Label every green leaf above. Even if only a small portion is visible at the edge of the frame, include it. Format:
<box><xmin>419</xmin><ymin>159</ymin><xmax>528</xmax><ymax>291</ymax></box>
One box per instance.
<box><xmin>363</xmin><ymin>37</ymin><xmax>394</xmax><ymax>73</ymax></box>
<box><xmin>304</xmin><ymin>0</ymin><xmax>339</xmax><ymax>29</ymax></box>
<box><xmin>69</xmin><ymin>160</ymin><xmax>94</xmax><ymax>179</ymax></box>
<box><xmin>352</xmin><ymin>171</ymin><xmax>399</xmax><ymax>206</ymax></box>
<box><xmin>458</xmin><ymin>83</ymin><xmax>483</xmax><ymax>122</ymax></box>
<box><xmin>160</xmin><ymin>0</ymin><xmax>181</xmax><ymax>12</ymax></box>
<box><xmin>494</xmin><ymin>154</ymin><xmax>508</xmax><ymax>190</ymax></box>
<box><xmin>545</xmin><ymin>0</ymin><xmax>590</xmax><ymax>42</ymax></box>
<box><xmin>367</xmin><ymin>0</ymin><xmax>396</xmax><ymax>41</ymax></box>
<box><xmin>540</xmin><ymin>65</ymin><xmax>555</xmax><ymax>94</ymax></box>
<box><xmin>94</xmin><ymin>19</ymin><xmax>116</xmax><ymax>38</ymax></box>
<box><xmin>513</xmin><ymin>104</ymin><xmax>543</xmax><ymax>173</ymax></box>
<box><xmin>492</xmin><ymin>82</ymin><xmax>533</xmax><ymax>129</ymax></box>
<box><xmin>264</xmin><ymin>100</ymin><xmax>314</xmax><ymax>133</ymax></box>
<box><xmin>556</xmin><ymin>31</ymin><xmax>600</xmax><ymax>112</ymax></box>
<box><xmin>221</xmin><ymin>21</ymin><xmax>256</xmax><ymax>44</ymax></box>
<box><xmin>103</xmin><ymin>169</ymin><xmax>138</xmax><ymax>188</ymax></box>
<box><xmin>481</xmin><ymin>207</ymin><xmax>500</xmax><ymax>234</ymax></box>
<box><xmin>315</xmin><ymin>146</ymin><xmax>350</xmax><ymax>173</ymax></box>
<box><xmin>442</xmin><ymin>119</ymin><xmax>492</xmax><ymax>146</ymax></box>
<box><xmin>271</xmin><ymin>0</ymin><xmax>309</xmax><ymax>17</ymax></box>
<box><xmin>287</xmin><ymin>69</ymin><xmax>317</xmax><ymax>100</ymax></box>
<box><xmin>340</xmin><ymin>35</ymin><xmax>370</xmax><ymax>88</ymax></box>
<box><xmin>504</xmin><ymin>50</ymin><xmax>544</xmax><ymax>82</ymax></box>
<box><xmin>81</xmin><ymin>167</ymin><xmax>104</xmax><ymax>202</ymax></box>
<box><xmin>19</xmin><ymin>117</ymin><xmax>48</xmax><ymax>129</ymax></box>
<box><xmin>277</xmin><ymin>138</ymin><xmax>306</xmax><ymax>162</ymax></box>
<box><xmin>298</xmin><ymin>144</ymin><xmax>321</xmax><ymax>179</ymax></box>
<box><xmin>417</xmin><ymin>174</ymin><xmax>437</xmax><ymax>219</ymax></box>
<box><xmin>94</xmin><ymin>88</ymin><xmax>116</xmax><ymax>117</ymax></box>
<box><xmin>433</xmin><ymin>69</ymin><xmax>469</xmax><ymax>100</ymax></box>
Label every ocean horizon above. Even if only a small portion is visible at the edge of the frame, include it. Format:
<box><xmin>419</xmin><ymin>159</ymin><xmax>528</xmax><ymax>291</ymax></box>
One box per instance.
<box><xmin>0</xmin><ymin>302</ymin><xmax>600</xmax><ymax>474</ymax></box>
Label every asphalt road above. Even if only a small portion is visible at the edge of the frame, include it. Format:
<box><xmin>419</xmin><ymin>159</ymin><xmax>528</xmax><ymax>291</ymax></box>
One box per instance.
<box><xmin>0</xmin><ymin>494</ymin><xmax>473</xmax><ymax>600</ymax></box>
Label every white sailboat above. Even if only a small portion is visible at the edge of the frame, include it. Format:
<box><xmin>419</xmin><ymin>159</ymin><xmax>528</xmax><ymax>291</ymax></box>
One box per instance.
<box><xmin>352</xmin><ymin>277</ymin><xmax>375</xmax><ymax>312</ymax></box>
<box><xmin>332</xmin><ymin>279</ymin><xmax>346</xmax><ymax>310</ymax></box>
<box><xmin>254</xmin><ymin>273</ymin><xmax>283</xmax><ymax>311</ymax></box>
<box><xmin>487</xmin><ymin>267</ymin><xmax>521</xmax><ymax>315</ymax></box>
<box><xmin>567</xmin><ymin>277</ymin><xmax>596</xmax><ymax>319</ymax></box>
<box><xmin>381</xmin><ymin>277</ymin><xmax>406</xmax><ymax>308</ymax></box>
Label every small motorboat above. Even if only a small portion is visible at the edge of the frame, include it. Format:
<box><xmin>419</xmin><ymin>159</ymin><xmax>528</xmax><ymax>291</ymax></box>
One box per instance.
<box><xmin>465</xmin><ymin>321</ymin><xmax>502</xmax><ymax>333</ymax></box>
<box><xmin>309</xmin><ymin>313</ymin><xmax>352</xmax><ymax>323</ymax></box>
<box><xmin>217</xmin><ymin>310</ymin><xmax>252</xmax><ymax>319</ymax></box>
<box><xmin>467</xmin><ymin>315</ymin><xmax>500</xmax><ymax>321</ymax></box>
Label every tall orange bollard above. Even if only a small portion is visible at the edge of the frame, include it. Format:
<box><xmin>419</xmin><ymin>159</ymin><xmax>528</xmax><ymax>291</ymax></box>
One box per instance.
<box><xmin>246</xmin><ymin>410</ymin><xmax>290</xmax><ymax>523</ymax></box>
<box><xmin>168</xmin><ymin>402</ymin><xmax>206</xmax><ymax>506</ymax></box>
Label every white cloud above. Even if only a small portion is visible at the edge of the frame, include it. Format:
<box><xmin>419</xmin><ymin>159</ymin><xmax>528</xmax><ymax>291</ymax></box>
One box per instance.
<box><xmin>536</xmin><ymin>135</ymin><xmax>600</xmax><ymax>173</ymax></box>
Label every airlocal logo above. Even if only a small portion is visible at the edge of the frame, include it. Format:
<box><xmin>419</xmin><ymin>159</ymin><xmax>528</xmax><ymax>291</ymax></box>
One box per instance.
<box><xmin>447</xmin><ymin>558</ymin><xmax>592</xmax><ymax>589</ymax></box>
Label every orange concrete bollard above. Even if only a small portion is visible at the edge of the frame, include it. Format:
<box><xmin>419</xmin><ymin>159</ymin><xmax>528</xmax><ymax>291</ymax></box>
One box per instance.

****************************************

> **Your task**: Which lines of the data above contain the string "include"? Pull out every one of them, treating uppercase and lowercase as different.

> **Answer to the task**:
Label every green leaf above. Even if only a small portion is visible at the edge of the frame, include it. Format:
Label every ocean horizon above. Even if only a small portion is visible at the edge of the frame, include it. Format:
Label every asphalt road above. Even if only a small portion is visible at the edge of the frame, include it. Format:
Label every white sailboat above. Even if only a small portion is visible at the edge of the frame, include it. Format:
Label every small motorboat above. Even if only a small portion is visible at the edge of the frame, include it. Format:
Label every tall orange bollard above. Even if only a small portion is visible at the edge of the frame, include it. Format:
Label every white cloud above. Even if only a small portion is visible at the edge of the frame, include it. Format:
Label every airlocal logo above. Even if only a small portion is visible at the edge of the frame, include it. Format:
Label every orange concrete bollard above. Even if only a small portion is visible at the edge of the frame, include it. Format:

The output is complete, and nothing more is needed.